Dormant checking and savings accounts, lost and uncashed checks, forgotten rent and utility deposits... since 1968, the State of Ohio has been required by law to hold on to those for you. Officials say they don't have enough manpower to notify the 3 and a half million companies and individuals who have money sitting with the state, so they use newspaper ads and a website.
Claudia Caterino: Okay, I'm typing in http://www.unclaimedfundstreasurehunt.ohio.gov...
Claudia Caterino is WCPN's research assistant. She's helping me track down folks like Cleveland City Councilman Joe Cimperman who might have forgotten cash just sitting with the state.
Claudia Caterino: And he has 17 dollars and 31 cents.
Joe Cimperman: What do I need, I mean, I could use some chapstick, my lips are dry.
City Councilman Joe Cimperman is owed money from Progressive insurance.

- _WORK INSTRUCTIONS_:
1. Repeat the portion of the unclaimed funds report starting at "Claudia Caterino is" and ending at "from Progressive insurance.".
2. Proceed with the unclaimed funds report from the point where it stops.

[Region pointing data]
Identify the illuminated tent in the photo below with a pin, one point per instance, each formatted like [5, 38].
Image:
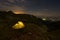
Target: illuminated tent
[18, 25]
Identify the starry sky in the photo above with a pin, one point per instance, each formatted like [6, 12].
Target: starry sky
[38, 8]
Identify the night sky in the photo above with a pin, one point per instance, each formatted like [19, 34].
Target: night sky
[34, 7]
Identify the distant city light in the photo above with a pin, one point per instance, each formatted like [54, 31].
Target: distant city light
[19, 25]
[43, 18]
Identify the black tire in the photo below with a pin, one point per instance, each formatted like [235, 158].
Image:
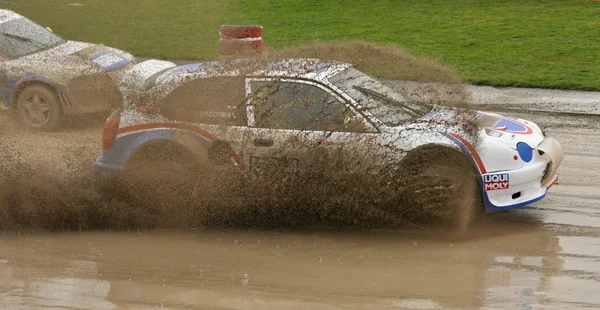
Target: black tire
[441, 187]
[38, 107]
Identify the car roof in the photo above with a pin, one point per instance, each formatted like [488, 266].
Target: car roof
[288, 67]
[8, 15]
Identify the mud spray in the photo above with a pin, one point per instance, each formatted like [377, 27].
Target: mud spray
[46, 181]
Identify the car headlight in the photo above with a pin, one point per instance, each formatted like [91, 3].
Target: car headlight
[493, 133]
[525, 151]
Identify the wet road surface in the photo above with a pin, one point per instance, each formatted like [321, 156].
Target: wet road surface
[545, 256]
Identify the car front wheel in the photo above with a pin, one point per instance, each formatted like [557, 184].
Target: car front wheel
[38, 108]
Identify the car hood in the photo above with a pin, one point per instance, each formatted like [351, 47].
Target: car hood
[499, 128]
[77, 53]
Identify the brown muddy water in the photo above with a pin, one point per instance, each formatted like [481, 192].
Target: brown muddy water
[542, 257]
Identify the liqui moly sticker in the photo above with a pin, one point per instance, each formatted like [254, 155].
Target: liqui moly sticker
[494, 182]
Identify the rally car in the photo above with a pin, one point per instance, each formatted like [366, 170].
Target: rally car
[43, 77]
[250, 114]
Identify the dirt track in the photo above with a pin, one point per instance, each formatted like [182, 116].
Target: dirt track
[545, 256]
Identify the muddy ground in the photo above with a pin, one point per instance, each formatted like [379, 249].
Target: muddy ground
[544, 256]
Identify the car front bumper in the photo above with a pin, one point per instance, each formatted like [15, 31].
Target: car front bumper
[528, 184]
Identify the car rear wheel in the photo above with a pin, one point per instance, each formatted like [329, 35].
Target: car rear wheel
[441, 187]
[38, 108]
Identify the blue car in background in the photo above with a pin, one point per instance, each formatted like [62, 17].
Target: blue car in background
[44, 77]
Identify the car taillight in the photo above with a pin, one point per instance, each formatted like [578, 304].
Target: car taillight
[111, 128]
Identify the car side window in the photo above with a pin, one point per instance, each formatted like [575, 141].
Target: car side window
[216, 100]
[298, 106]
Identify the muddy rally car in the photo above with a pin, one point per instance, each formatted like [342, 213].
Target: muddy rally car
[43, 77]
[297, 114]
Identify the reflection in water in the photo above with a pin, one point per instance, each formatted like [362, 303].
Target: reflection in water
[522, 270]
[22, 289]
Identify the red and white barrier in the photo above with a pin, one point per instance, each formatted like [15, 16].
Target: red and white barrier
[241, 41]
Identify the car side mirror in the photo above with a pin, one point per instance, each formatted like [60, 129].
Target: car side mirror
[355, 124]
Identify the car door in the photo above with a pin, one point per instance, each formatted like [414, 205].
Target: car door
[298, 124]
[213, 107]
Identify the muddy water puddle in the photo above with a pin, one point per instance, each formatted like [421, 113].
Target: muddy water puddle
[500, 265]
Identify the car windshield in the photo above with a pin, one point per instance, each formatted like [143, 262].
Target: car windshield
[20, 37]
[380, 100]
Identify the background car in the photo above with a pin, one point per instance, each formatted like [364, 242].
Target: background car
[292, 113]
[44, 77]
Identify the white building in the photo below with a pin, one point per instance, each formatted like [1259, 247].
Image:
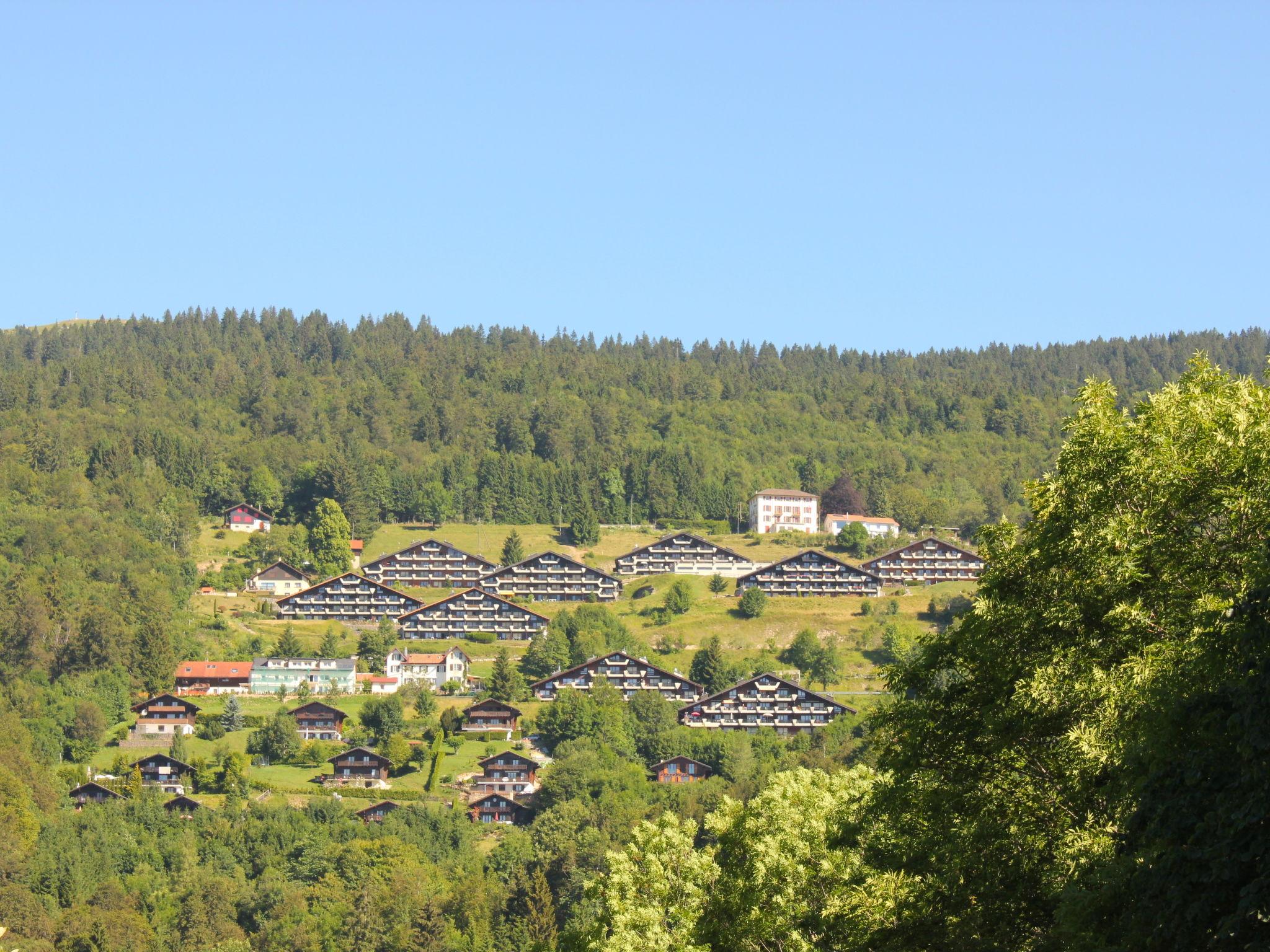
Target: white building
[430, 669]
[876, 526]
[784, 509]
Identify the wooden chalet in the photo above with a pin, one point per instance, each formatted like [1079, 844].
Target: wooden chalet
[680, 770]
[277, 579]
[319, 721]
[92, 792]
[471, 611]
[511, 774]
[347, 598]
[810, 573]
[213, 677]
[358, 767]
[625, 673]
[163, 771]
[491, 715]
[497, 808]
[682, 553]
[550, 576]
[928, 560]
[376, 811]
[430, 565]
[763, 701]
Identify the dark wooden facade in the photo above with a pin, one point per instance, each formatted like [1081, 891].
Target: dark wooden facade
[471, 611]
[430, 565]
[810, 573]
[347, 598]
[625, 673]
[928, 560]
[550, 576]
[763, 701]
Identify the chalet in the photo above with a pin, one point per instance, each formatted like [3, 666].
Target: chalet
[511, 774]
[550, 576]
[763, 701]
[161, 719]
[431, 669]
[347, 598]
[92, 792]
[471, 611]
[874, 524]
[928, 560]
[277, 579]
[497, 808]
[376, 811]
[491, 715]
[625, 673]
[213, 677]
[358, 767]
[186, 806]
[163, 771]
[682, 553]
[319, 721]
[680, 770]
[430, 565]
[784, 511]
[321, 674]
[247, 518]
[810, 573]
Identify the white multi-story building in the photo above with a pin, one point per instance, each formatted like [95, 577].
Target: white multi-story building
[784, 509]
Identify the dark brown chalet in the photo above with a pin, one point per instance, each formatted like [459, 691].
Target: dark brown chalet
[763, 701]
[319, 721]
[682, 553]
[550, 576]
[625, 673]
[680, 770]
[810, 573]
[430, 565]
[474, 610]
[497, 808]
[491, 715]
[511, 774]
[358, 767]
[928, 560]
[378, 811]
[347, 598]
[92, 792]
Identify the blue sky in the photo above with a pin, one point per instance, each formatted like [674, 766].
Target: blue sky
[873, 175]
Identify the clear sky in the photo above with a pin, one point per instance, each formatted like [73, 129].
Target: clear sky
[874, 175]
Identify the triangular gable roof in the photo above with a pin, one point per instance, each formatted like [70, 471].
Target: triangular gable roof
[826, 557]
[492, 705]
[482, 592]
[425, 542]
[606, 656]
[340, 578]
[690, 535]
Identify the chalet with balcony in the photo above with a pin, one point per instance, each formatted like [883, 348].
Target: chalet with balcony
[358, 767]
[471, 611]
[550, 576]
[491, 715]
[213, 677]
[763, 701]
[347, 598]
[497, 808]
[319, 721]
[430, 565]
[928, 560]
[682, 553]
[680, 770]
[625, 673]
[810, 573]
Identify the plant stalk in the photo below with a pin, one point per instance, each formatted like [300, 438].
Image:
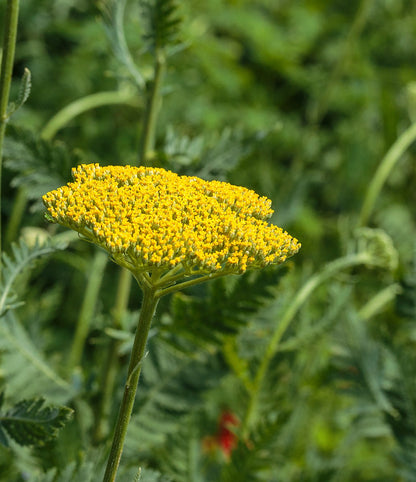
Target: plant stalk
[147, 139]
[130, 388]
[109, 369]
[9, 45]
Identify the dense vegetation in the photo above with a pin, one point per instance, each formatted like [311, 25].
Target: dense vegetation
[299, 373]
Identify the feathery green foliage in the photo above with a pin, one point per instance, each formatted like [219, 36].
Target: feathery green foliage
[30, 422]
[13, 268]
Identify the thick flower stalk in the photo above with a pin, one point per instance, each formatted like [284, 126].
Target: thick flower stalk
[171, 232]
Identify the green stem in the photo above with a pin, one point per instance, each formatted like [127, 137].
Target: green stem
[329, 270]
[385, 167]
[18, 209]
[79, 106]
[130, 388]
[9, 45]
[147, 139]
[109, 369]
[87, 309]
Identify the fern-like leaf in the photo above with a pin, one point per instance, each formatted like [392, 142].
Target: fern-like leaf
[222, 308]
[13, 267]
[209, 157]
[31, 423]
[24, 92]
[40, 164]
[113, 17]
[162, 23]
[171, 386]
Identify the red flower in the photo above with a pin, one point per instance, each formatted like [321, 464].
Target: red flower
[225, 439]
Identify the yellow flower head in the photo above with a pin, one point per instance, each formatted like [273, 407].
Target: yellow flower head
[151, 219]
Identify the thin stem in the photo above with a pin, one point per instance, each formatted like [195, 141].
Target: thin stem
[87, 309]
[187, 284]
[147, 139]
[329, 270]
[18, 209]
[109, 369]
[79, 106]
[385, 167]
[130, 388]
[9, 45]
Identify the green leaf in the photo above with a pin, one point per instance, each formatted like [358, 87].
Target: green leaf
[163, 23]
[40, 164]
[30, 423]
[13, 267]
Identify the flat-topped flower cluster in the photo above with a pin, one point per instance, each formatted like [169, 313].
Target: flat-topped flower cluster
[153, 219]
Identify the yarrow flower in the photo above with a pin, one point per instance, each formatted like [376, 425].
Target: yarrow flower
[153, 220]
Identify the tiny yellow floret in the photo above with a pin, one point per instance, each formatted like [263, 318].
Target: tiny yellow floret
[152, 219]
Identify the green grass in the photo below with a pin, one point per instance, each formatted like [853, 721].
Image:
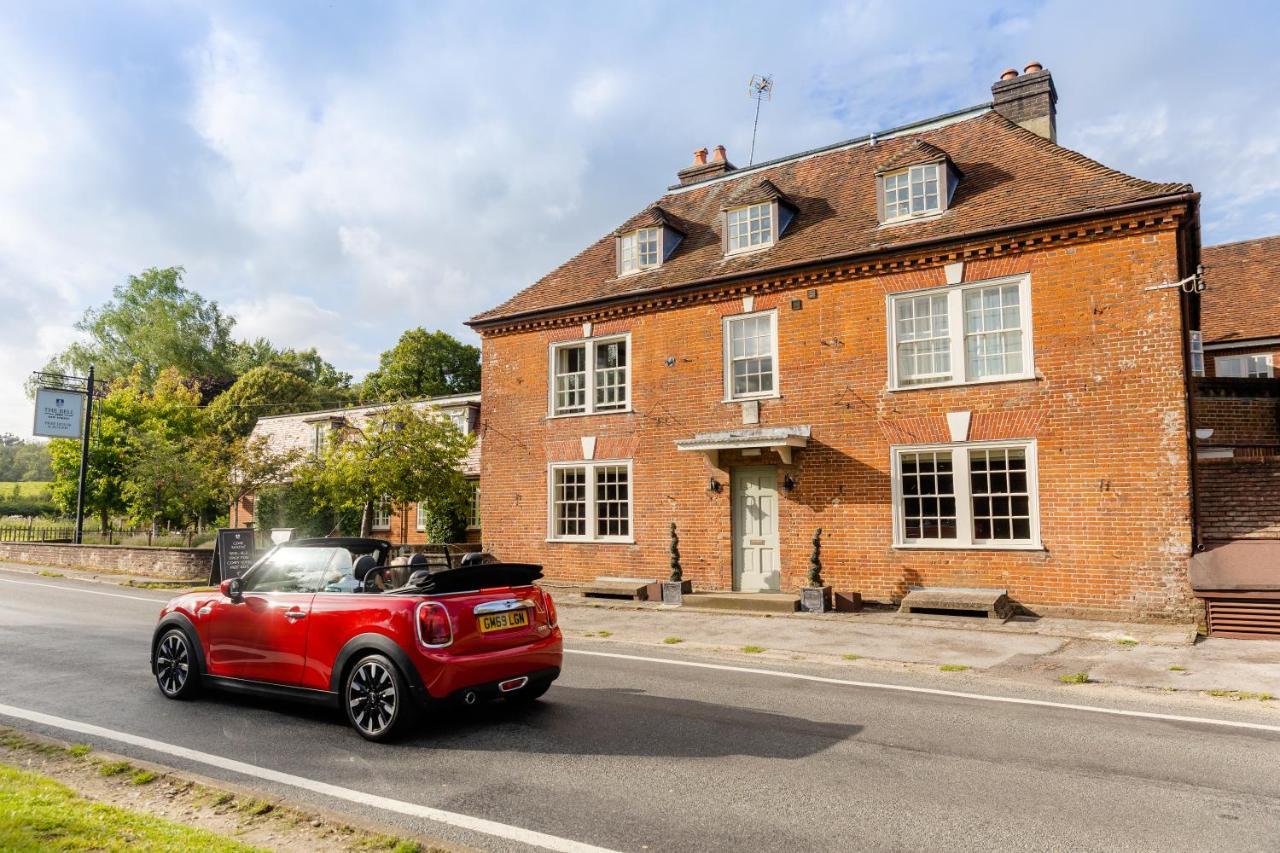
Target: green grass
[33, 488]
[37, 813]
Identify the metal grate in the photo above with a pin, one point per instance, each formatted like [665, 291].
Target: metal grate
[1244, 617]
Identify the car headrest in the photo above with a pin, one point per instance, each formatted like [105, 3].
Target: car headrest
[364, 564]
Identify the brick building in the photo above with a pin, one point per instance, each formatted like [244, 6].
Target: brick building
[1237, 420]
[944, 345]
[309, 432]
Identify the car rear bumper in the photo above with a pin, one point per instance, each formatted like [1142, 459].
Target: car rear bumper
[448, 676]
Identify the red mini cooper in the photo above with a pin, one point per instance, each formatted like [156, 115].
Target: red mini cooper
[327, 620]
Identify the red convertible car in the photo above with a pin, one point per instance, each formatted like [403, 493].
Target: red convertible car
[325, 620]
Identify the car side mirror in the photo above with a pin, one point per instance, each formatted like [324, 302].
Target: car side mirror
[233, 589]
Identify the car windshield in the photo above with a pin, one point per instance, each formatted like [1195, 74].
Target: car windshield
[298, 569]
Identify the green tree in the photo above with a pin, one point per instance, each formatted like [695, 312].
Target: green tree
[425, 364]
[332, 386]
[403, 454]
[261, 391]
[152, 323]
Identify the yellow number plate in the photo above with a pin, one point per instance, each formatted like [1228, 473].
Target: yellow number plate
[502, 621]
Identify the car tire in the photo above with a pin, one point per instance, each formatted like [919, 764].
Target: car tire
[376, 699]
[177, 669]
[528, 694]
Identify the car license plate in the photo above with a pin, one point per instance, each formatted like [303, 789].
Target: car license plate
[502, 621]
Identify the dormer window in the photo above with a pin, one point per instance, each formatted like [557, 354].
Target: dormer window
[639, 250]
[750, 227]
[645, 241]
[912, 192]
[915, 183]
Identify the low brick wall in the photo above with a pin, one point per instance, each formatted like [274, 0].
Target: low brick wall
[168, 564]
[1239, 498]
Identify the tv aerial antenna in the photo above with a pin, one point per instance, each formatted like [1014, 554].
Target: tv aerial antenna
[760, 89]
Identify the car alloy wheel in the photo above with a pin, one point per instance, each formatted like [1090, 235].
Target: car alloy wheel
[173, 664]
[373, 697]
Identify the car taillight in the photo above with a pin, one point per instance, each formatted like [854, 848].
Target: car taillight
[434, 628]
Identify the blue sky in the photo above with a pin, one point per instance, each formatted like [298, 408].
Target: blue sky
[336, 173]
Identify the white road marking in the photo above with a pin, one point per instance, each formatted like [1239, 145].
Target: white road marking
[901, 688]
[87, 592]
[375, 801]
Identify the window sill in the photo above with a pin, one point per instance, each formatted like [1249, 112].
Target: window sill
[585, 541]
[589, 414]
[964, 383]
[938, 546]
[750, 397]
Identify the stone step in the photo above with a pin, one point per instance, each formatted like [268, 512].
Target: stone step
[632, 588]
[745, 602]
[954, 601]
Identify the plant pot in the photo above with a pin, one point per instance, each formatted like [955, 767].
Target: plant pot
[816, 600]
[673, 591]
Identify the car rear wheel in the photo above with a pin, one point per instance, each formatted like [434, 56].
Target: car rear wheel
[176, 665]
[376, 698]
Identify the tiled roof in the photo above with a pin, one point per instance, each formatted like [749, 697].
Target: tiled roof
[295, 432]
[1242, 291]
[915, 154]
[1011, 176]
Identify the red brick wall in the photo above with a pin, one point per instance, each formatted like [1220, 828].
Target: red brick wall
[1239, 420]
[1107, 411]
[1239, 498]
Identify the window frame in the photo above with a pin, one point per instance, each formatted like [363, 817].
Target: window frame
[772, 205]
[963, 488]
[1247, 363]
[956, 333]
[391, 511]
[727, 356]
[592, 512]
[940, 178]
[634, 236]
[590, 345]
[474, 503]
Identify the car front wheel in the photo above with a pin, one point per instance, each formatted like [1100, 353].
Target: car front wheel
[376, 698]
[176, 665]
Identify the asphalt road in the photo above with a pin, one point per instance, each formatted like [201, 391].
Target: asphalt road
[634, 755]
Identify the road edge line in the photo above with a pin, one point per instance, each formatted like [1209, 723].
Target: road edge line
[960, 694]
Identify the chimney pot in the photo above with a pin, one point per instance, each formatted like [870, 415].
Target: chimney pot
[1029, 100]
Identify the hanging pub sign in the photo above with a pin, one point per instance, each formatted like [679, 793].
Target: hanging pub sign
[59, 414]
[233, 553]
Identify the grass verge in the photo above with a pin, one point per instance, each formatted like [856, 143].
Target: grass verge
[39, 813]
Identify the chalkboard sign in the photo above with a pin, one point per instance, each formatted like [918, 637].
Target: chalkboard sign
[233, 553]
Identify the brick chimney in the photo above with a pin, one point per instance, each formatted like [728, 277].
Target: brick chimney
[702, 169]
[1028, 100]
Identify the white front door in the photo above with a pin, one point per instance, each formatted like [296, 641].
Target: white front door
[755, 530]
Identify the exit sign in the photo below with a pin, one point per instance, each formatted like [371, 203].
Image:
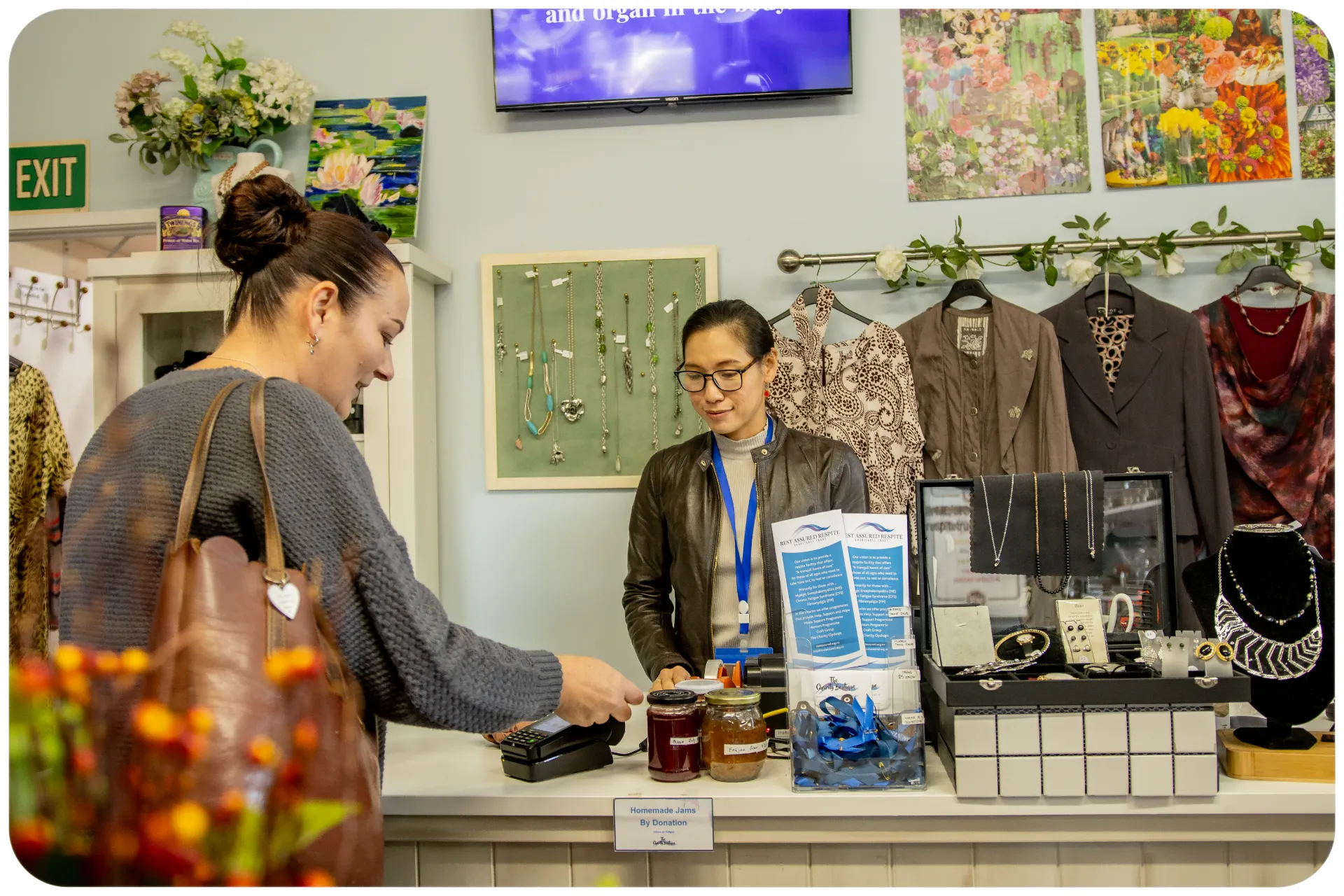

- _RESULTS FOR THE EXERCISE_:
1.
Claudia Caterino is WCPN's research assistant. She's helping me track down folks like Cleveland City Councilman Joe Cimperman who might have forgotten cash just sitting with the state.
Claudia Caterino: And he has 17 dollars and 31 cents.
Joe Cimperman: What do I need, I mean, I could use some chapstick, my lips are dry.
City Councilman Joe Cimperman is owed money from Progressive insurance.

2.
Joe Cimperman: Hmm... go to Starbucks and maybe I'll get 10 cups of coffee. I am right now literally sitting on the floor spinning, thinking 'how could I spend this money?'
In the last fiscal year, a record number of Ohioans may have asked themselves some version of that question. 43,000 companies and individuals collected $64 million. But the fund still tops a record billion dollars. State Commerce Department spokesman Dennis Ginty says there are accounts over a hundred years old.
Dennis Ginty: During the course of our lifetimes, we may move 10 or 15 times and some of us are better at informing people that we have financial relationships with that we've moved.
Ginty says the state invests some of the money, but individual accounts no longer accrue interest, thanks to a 1991 state law. A lawsuit over the interest policy is currently working its way through Hamilton County courts. Ginty says the state does occasionally tap into the money.
Dennis Ginty: Some of the funds are loaned to the Ohio Housing Finance Agency and that agency works on low and moderate income housing programs throughout Ohio.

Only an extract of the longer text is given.